Copy the full set of lines exactly as given.

• _GIVEN DATA_
** begin **

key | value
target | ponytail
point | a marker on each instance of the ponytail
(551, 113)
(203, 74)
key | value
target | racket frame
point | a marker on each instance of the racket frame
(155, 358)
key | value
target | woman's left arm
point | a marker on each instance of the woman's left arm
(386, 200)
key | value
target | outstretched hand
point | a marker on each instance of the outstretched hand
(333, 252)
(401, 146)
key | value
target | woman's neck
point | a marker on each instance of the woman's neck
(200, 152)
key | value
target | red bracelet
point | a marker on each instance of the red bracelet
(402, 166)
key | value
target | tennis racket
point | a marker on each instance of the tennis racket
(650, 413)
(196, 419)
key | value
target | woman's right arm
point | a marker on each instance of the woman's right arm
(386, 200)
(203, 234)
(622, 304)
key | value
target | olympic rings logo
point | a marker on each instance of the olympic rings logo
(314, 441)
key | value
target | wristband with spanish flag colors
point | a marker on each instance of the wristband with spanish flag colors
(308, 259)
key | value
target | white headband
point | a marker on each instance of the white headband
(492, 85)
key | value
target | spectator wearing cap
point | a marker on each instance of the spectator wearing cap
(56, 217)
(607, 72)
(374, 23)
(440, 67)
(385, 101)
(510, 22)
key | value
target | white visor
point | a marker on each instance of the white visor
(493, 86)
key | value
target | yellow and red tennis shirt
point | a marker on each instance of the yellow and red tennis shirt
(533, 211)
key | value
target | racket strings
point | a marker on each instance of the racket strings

** end **

• _FULL OUTPUT_
key | value
target | ponytail
point | a marker on each instance of the ponytail
(551, 113)
(203, 74)
key | value
target | racket frame
point | a marker on each instance of the racket frame
(155, 358)
key | value
target | woman's left arm
point | a marker on each instance of the woman's left arm
(386, 200)
key | value
target | outstretched hand
point | a marker on each instance of the outstretched hand
(333, 252)
(401, 146)
key | value
target | woman's neck
point | a marker on each instance of the woman's neck
(200, 152)
key | value
target | red bracelet
point | a marker on each instance of the red bracelet
(402, 166)
key | value
target | tennis racket
point | a marker on each instance of the tennis racket
(650, 413)
(196, 419)
key | value
target | woman's right arm
point | a marker on each instance of the woman's right arm
(386, 200)
(203, 234)
(622, 304)
key | value
target | olympic rings logo
point | a marker on each instance of the olympic rings logo
(314, 441)
key | value
target | wristband with spanish flag colors
point | a marker on each instance of the wristband with spanish flag colors
(308, 259)
key | value
target | white headband
point | a marker on each instance of the white headband
(492, 85)
key | value
target | spectator wearing cap
point | a marker on each instance of the spectator wearing cap
(56, 217)
(607, 72)
(374, 23)
(440, 67)
(385, 101)
(510, 22)
key | value
target | white visor
point | a marker on each instance of the white visor
(493, 86)
key | value
target | yellow and red tennis shirt
point | a marker on each instance of the yellow and red tennis shirt
(533, 211)
key | value
target | racket strings
point | a marker on each instance of the racket strings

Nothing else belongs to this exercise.